■ **EXERCISE AIM**
All of the entries need to be written out again, exactly as they are.

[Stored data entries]
begin

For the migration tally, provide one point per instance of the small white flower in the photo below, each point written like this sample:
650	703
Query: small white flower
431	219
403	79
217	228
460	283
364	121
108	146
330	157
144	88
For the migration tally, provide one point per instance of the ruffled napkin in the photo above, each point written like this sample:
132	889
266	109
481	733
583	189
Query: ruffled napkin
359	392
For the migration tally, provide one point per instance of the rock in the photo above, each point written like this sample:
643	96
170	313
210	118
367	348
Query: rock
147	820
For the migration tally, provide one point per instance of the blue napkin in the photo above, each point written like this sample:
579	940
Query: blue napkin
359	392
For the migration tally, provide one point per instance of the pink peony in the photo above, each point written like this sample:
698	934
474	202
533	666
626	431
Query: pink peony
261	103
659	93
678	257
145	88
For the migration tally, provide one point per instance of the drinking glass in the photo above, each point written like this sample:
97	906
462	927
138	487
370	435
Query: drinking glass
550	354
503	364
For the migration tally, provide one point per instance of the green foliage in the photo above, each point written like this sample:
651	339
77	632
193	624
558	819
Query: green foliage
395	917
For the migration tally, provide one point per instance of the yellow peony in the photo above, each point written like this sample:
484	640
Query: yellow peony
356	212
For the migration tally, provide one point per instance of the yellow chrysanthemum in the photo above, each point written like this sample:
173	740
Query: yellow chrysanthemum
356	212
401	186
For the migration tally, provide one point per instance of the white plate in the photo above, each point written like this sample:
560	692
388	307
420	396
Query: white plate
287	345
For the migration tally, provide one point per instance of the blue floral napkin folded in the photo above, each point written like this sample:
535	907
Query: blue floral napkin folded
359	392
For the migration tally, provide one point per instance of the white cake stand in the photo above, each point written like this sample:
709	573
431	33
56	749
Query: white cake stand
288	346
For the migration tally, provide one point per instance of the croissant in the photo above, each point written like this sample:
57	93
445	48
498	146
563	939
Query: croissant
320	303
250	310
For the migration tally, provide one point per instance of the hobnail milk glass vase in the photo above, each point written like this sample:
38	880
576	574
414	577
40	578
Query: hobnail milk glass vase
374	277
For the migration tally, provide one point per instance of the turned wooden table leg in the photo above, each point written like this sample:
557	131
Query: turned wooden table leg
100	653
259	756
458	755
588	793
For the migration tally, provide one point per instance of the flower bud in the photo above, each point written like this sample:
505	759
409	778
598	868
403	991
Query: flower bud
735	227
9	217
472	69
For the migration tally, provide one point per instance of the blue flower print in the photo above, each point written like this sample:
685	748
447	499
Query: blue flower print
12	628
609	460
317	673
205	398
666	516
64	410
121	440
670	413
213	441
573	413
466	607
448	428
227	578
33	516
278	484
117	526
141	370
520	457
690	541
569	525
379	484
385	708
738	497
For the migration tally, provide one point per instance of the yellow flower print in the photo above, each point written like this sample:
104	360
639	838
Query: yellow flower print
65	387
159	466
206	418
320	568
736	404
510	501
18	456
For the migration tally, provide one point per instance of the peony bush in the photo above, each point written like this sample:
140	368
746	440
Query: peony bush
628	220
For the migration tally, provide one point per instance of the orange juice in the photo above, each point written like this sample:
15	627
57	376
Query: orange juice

end

■ **THE RESULT**
For the migration tally, provide one point per instance of the small white flower in the photo below, each point written like this sample:
650	703
Query: small white flower
431	219
403	79
217	228
460	283
364	121
108	146
330	157
144	88
For the migration tally, provide one point per instance of the ruffled napkin in the photo above, each point written like this sample:
132	889
266	109
481	733
583	189
Query: ruffled napkin
359	392
For the migration tally, provide one point per instance of the rock in the photo above, each point written like this sample:
643	96
170	313
210	118
367	348
Query: rock
147	820
For the migration tally, provide one point per instance of the blue napkin in the photo above, each point written like this sample:
579	940
Query: blue napkin
359	392
For the migration tally, provide one point per instance of the pink peony in the photo above, each point written like this sample:
698	934
474	202
533	666
626	431
Query: pink peony
261	103
659	93
678	257
145	88
For the migration tally, provide one point per instance of the drinking glass in the photo above, each point written like this sample:
97	906
462	927
138	487
370	435
Query: drinking glass
550	354
503	364
For the migration tally, provide one point per instance of the green foliage in the photo above, each point written like this sample:
651	339
77	632
193	624
558	819
Query: green foliage
395	917
For the migration tally, provide one point per instance of the yellow peony in the photo above, each point written like this sample:
484	640
Query: yellow peony
356	212
For the migration tally, provide one point per instance of the yellow chrysanthemum in the photo above, each point written like this sample:
173	740
Query: yellow chrysanthemum
356	212
401	186
For the migration tally, provide one point per instance of the white plate in the photo above, each point written like this sample:
560	692
388	307
420	396
Query: white plate
287	345
For the migration tally, provide one point per instance of the blue floral napkin folded in the photo above, each point written like this sample:
535	907
Query: blue floral napkin folded
359	392
For the migration tally, provide one point per instance of the white cake stand in the photo above, each point written like this sample:
709	573
431	33
56	749
Query: white cake stand
288	346
For the migration tally, provide one point per instance of the croissant in the photo above, each point written like this sample:
57	93
445	48
498	146
563	939
Query: croissant
320	303
250	310
For the migration tally, provide one point per instance of the hobnail milk glass vase in the photo above, each point written like this sample:
38	880
576	574
414	577
40	578
Query: hobnail milk glass vase
374	277
For the migration tally, provide one point per instance of the turned wooden table leg in the photo above, each point written like this sample:
557	131
Query: turned wooden table leg
100	653
259	756
458	755
588	793
For the migration tally, provide one point per instance of the flower bud in the photo above, each point written like this sample:
505	759
409	778
598	868
403	991
Query: flower bud
735	227
9	217
472	69
For the migration tally, provide one point per instance of the blue flower print in the photo above, each point written like this sample:
685	748
447	499
Query: blue flower print
12	628
609	460
317	673
205	398
666	516
64	410
121	440
670	413
213	441
573	413
466	607
448	428
227	578
33	516
278	484
117	526
141	370
520	457
690	541
569	525
379	484
385	708
738	497
For the migration tally, provide one point per instance of the yellow flower print in the photo above, each point written like this sample:
104	360
639	838
Query: yellow flower print
65	387
159	466
206	418
320	568
736	404
510	501
18	456
For the migration tally, provide one point per instance of the peony bush in the photo above, each point written like this sample:
140	368
746	440
Query: peony bush
628	220
For the migration tally, provide one point per instance of the orange juice in the photo above, each point written like this sample:
15	627
57	376
Query: orange juice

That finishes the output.